**Page text**
"""
This is not substantive investment research or a research recommendation, as it does not constitute substantive research or analysis. This material should be considered as general market commentary.
In our last blog post we noted that UK equities were looking comparatively cheap compared to their global peers. For the UK, we said, the problems just seem to keep coming and the decline keeps going.
As you may be aware, the intervening period has not seen a reversal of that trend. The pound has hit record lows against the dollar and the Bank of England said it would be printing more money as it continues in its efforts to try and stop printing money.
One of the other points we made in our prior post was that M&A activity remained comparatively high in the first half of this year. A cheap pound, combined with already depressed valuations, has made the companies listed on the London Stock Exchange look more appealing to buyers, whether that be private equity funds or other companies.
"""
**Tasks to complete**
a – Write out the passage of the market commentary starting with "In our last" and going on through "decline keeps going.".
b – Condense the paragraph of the market commentary that begins "One of the other points we made" into a short list that keeps its main facts.
c – According to the market commentary, against which currency has the pound hit record lows?

**Information provided**
"""
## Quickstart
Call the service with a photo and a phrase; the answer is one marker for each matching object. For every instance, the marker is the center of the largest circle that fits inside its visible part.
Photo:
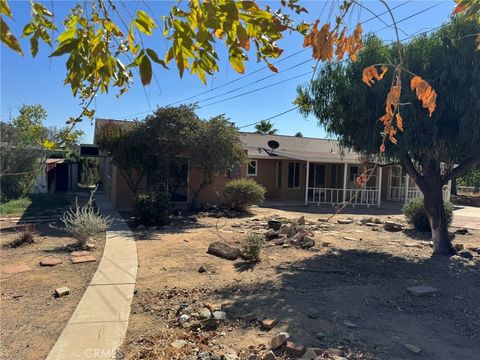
"""
**Exercise answers**
a –
In our last blog post we noted that UK equities were looking comparatively cheap compared to their global peers. For the UK, we said, the problems just seem to keep coming and the decline keeps going.

b –
- M&A activity remained comparatively high in the first half of this year.
- A cheap pound and already depressed valuations have made companies listed on the London Stock Exchange look more appealing to buyers.
- Those buyers include private equity funds and other companies.

c – The dollar.